Excerpt provided.
-- Begin --

At last years of XX century and 90’s decade, global capitalist economy raises enormous contradictions. The Profit rate had a partial recovery, but there was an over accumulation of capital and development of destructive financial bubbles. The combination with political issues opened the current crisis between July and August 2007.

 

In 1999, the severity and continuity of the bubbles increasingly large and destructive led the powers to organise the Financial Stability Forum (FSF) consisting of Ministries of Finances, Central Banks and international financial organisms in order to promote international financial stability. The target of the FSF was to supervise and vigilance of economic institutions and economic transactions.

 

But this attempt was an absolute failure and the crisis spread from the peripheries to the centre and the following crises no longer developed in the underdeveloped countries but in the economy of American economy. In the late 90s and early XXI century three serious crises burst out and became combined: 1) that of the hedge fund Long-Term Capital Management (LTCM) under the influence of the vodka effect that made Wall Street shake; 2) the bankruptcy of the Enron Corporation or one of the most important energy companies in the world, and the 7th in the USA and 3) the crisis on the dot.com.

-- End --

Short task 1.
Extract the entries from the line containing "Could you help me find the metal box in" through the line containing "column 605, row 260", inclusive, reproducing each line verbatim.
The excerpt on the economic crisis and the entries come from unrelated sources.

(Dataset rows)
-- Begin --

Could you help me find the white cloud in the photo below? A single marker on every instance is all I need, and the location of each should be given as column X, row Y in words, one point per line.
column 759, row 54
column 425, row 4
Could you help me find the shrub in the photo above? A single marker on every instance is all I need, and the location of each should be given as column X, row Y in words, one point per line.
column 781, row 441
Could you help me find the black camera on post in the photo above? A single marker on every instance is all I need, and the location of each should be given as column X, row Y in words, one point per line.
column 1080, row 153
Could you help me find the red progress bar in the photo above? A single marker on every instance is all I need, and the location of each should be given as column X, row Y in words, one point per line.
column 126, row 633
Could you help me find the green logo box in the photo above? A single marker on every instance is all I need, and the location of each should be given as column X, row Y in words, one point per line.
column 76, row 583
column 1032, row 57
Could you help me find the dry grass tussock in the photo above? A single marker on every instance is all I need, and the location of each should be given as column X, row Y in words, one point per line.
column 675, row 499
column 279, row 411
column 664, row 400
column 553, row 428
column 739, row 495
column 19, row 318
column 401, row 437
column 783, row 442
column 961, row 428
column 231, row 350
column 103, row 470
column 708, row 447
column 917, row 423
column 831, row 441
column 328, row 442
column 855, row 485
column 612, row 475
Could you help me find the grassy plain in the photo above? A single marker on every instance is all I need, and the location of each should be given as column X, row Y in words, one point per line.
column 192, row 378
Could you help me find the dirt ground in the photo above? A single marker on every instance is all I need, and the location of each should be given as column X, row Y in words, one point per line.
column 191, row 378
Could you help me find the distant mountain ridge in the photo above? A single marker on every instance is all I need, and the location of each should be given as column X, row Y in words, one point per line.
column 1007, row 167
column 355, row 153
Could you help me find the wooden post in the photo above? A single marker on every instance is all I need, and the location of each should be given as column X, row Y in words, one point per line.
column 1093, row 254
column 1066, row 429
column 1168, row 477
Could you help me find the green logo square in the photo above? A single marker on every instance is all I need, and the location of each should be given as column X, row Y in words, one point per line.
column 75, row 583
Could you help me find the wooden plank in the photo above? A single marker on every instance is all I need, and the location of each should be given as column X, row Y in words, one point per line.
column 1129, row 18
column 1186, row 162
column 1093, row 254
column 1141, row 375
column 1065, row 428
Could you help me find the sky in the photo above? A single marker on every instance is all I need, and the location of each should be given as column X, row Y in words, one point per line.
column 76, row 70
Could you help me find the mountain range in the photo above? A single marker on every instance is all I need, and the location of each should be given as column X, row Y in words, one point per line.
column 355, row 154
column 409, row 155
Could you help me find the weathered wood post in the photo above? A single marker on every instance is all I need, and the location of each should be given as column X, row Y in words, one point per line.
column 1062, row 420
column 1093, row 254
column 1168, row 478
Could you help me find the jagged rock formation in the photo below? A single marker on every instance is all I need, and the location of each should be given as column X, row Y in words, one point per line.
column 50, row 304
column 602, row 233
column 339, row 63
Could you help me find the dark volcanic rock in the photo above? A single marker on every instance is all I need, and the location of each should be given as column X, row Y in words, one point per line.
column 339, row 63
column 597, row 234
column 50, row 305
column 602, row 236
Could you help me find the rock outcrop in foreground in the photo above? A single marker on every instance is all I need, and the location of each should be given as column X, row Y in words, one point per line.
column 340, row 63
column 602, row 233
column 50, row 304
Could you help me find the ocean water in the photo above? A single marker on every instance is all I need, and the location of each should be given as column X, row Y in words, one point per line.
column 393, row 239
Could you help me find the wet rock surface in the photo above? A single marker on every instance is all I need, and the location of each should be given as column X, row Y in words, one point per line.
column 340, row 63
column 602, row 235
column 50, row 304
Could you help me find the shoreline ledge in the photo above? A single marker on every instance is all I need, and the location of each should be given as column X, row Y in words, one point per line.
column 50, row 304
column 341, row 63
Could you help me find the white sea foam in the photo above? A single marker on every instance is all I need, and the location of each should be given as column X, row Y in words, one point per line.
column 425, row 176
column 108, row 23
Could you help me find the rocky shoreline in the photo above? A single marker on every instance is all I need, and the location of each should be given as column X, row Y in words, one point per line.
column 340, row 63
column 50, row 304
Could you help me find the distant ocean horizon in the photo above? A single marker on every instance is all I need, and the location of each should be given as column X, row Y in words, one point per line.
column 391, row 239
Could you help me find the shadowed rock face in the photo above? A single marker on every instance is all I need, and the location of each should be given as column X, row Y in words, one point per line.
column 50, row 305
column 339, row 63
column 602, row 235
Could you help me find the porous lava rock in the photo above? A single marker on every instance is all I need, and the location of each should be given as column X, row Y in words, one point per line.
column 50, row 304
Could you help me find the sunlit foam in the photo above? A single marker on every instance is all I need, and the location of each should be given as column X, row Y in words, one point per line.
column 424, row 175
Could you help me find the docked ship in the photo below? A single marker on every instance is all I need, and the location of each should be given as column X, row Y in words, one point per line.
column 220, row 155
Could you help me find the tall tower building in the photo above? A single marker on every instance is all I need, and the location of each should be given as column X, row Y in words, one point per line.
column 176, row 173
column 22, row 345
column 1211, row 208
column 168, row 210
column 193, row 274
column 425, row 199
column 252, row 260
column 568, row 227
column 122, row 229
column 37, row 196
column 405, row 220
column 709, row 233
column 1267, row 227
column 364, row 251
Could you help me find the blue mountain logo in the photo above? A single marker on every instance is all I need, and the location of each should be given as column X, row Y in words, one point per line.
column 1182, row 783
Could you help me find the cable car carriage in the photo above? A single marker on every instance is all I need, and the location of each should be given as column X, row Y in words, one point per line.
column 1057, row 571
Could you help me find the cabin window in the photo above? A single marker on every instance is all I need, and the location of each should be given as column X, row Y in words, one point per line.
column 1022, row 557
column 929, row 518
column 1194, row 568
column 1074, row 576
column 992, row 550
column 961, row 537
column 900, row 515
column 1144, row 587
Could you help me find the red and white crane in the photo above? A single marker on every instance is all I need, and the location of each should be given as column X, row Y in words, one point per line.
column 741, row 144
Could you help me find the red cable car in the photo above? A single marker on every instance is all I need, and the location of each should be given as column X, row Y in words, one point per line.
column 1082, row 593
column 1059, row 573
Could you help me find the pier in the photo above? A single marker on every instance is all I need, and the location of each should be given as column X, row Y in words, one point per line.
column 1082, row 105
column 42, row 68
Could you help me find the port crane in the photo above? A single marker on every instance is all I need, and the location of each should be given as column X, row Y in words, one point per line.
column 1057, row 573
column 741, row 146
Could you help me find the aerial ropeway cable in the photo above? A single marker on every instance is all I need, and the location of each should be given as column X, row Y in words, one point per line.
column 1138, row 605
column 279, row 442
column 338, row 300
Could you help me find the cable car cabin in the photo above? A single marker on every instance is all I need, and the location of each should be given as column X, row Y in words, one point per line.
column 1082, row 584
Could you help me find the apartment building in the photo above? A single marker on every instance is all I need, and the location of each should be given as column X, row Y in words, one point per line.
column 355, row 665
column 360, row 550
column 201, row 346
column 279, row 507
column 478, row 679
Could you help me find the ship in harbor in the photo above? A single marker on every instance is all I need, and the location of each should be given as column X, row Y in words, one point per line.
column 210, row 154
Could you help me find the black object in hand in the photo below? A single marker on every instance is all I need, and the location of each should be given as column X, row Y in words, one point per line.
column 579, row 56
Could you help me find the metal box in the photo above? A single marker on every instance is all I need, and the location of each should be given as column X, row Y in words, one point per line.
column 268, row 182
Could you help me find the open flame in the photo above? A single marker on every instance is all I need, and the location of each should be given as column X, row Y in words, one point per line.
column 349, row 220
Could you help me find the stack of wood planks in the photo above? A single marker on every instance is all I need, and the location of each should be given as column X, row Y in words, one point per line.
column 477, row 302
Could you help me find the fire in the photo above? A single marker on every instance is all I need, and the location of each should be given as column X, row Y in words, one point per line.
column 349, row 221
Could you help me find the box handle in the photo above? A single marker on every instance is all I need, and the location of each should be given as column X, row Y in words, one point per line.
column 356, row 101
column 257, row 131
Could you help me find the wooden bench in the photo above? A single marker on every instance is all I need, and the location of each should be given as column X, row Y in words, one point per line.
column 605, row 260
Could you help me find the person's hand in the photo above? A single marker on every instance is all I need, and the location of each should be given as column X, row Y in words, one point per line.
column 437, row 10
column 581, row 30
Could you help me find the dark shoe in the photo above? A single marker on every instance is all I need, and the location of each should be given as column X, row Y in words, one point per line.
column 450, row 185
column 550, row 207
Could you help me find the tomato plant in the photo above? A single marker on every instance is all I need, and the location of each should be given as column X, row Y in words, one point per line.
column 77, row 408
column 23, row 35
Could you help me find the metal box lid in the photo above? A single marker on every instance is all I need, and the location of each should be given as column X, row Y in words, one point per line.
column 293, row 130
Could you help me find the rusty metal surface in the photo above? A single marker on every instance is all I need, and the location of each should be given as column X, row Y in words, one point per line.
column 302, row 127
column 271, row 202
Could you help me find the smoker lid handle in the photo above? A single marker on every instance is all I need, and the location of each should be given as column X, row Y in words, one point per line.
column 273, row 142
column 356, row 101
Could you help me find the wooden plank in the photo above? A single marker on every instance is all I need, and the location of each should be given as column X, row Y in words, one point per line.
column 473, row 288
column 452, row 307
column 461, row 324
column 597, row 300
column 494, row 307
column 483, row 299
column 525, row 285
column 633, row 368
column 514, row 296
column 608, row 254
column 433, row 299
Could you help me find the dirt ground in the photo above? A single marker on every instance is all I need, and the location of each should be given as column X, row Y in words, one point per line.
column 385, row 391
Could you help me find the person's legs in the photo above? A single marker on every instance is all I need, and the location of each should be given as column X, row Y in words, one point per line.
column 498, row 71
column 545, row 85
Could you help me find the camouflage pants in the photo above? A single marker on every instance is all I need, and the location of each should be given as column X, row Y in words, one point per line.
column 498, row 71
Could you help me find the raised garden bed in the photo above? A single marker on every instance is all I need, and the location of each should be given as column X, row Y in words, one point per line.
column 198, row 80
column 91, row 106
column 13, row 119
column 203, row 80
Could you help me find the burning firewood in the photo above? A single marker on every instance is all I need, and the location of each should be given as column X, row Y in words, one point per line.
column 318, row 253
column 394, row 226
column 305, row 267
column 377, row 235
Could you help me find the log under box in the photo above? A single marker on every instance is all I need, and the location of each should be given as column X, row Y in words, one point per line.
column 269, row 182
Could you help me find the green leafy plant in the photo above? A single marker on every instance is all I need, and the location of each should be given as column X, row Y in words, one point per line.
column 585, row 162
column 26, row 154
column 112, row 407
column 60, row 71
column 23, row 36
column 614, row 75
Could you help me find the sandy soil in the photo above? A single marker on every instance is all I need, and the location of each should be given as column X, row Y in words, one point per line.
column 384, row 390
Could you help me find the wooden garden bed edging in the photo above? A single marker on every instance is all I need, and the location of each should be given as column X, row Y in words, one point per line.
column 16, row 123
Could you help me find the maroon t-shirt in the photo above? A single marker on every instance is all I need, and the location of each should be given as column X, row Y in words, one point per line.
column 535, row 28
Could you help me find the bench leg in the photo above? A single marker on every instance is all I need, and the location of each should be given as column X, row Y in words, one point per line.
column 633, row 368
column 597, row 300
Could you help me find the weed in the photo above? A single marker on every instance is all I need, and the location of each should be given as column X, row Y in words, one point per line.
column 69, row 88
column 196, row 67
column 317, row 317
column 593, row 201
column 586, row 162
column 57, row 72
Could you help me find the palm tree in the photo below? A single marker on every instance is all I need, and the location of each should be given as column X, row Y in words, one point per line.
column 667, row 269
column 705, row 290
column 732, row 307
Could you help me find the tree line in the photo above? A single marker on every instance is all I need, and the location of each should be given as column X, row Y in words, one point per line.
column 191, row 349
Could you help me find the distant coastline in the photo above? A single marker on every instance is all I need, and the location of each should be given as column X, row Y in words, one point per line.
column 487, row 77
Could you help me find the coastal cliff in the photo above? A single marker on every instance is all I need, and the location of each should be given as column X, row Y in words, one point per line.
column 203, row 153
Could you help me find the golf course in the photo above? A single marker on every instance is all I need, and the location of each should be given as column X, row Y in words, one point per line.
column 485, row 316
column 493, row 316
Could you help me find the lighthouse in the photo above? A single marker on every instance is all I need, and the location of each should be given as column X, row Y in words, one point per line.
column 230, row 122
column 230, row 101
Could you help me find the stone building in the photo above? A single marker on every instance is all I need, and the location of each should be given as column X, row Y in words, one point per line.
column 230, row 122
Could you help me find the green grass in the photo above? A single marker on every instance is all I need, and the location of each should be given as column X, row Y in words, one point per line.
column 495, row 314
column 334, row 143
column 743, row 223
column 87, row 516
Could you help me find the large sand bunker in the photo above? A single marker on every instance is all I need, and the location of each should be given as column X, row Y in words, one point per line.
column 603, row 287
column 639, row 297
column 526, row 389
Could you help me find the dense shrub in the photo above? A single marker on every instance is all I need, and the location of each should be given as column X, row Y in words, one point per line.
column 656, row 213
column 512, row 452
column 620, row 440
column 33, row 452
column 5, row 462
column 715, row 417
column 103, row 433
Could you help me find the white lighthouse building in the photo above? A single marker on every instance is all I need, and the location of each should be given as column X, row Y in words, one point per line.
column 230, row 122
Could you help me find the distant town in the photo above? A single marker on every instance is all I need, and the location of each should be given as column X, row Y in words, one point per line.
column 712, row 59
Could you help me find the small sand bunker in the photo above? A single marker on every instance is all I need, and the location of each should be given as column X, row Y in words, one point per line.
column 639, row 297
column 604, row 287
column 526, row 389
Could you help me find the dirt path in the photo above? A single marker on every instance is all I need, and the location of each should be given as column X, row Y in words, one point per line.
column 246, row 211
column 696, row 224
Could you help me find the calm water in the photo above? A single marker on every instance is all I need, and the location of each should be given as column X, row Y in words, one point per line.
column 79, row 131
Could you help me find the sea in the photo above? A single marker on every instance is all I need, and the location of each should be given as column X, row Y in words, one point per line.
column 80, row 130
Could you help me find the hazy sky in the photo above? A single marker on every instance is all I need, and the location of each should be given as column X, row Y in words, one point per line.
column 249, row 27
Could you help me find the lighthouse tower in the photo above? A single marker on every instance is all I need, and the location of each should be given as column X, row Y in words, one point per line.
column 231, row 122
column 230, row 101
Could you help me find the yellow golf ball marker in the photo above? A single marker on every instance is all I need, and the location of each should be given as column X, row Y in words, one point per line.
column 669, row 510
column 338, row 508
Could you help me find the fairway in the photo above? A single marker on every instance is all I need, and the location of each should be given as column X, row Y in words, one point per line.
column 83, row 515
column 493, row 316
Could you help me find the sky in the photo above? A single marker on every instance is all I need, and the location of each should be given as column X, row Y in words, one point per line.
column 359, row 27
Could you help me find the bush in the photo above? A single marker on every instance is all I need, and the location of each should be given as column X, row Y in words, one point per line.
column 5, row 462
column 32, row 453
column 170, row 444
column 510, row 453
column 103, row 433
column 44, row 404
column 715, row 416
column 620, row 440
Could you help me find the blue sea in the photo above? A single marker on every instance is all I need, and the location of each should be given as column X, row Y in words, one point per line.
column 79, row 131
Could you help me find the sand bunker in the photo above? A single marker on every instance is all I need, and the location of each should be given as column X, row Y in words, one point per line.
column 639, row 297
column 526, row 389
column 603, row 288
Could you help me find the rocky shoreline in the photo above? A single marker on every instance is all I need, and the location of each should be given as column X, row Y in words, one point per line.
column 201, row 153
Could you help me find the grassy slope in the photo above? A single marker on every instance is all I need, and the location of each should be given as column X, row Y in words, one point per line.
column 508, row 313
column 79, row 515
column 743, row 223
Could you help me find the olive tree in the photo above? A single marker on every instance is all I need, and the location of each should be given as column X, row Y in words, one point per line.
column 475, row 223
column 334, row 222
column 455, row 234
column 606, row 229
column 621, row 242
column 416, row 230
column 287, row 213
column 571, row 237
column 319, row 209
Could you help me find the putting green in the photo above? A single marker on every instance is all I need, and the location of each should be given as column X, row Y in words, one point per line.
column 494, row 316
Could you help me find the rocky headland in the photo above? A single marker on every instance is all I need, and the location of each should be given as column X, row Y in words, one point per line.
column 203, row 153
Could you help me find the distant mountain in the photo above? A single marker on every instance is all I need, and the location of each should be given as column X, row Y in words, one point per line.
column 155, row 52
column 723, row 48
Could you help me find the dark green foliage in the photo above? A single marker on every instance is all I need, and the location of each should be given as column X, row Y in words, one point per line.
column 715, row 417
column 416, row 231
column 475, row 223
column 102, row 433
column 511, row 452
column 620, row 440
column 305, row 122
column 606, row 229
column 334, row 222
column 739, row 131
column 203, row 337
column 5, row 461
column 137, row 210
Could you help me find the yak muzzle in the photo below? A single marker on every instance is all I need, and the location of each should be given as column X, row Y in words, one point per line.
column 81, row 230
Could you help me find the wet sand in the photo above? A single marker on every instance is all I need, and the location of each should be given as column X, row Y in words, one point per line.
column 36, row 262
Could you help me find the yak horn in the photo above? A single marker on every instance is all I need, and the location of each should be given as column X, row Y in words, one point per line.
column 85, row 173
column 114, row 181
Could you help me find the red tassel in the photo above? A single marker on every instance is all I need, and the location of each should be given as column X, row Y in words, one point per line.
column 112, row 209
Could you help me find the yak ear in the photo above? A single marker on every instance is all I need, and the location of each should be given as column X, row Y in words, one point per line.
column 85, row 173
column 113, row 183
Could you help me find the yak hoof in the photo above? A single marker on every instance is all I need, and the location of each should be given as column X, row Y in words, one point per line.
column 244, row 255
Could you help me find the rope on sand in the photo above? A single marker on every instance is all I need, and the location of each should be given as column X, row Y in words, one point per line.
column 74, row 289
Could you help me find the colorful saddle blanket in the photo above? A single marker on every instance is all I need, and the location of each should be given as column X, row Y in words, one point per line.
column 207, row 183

-- End --

Short task 2.
Please condense the paragraph of the excerpt on the economic crisis that begins "But this attempt was an absolute failure" into a short list that keeps its main facts.

Written answer 1.
Could you help me find the metal box in the photo above? A single marker on every instance is all I need, and the location of each should be given as column X, row Y in words, one point per line.
column 268, row 182
Could you help me find the open flame in the photo above? A single marker on every instance is all I need, and the location of each should be given as column X, row Y in words, one point per line.
column 349, row 220
Could you help me find the stack of wood planks in the photo above? A single marker on every instance is all I need, and the location of each should be given as column X, row Y in words, one point per line.
column 477, row 302
Could you help me find the fire in the photo above? A single marker on every instance is all I need, and the location of each should be given as column X, row Y in words, one point per line.
column 349, row 221
Could you help me find the box handle in the photo above? A single marker on every instance is all I need, and the location of each should be given as column X, row Y in words, one point per line.
column 356, row 101
column 257, row 131
Could you help me find the wooden bench in the photo above? A single marker on every instance is all I need, and the location of each should be given as column X, row Y in words, one point per line.
column 605, row 260

Written answer 2.
- The attempt was an absolute failure.
- Crises spread from the peripheries to the center, and later ones developed in the American economy rather than in underdeveloped countries.
- In the late 90s and early XXI century, three serious crises broke out and combined:
  1. The hedge fund Long-Term Capital Management (LTCM), under the influence of the vodka effect, which made Wall Street shake.
  2. The bankruptcy of the Enron Corporation, one of the world's most important energy companies and the 7th in the USA.
  3. The dot.com crisis.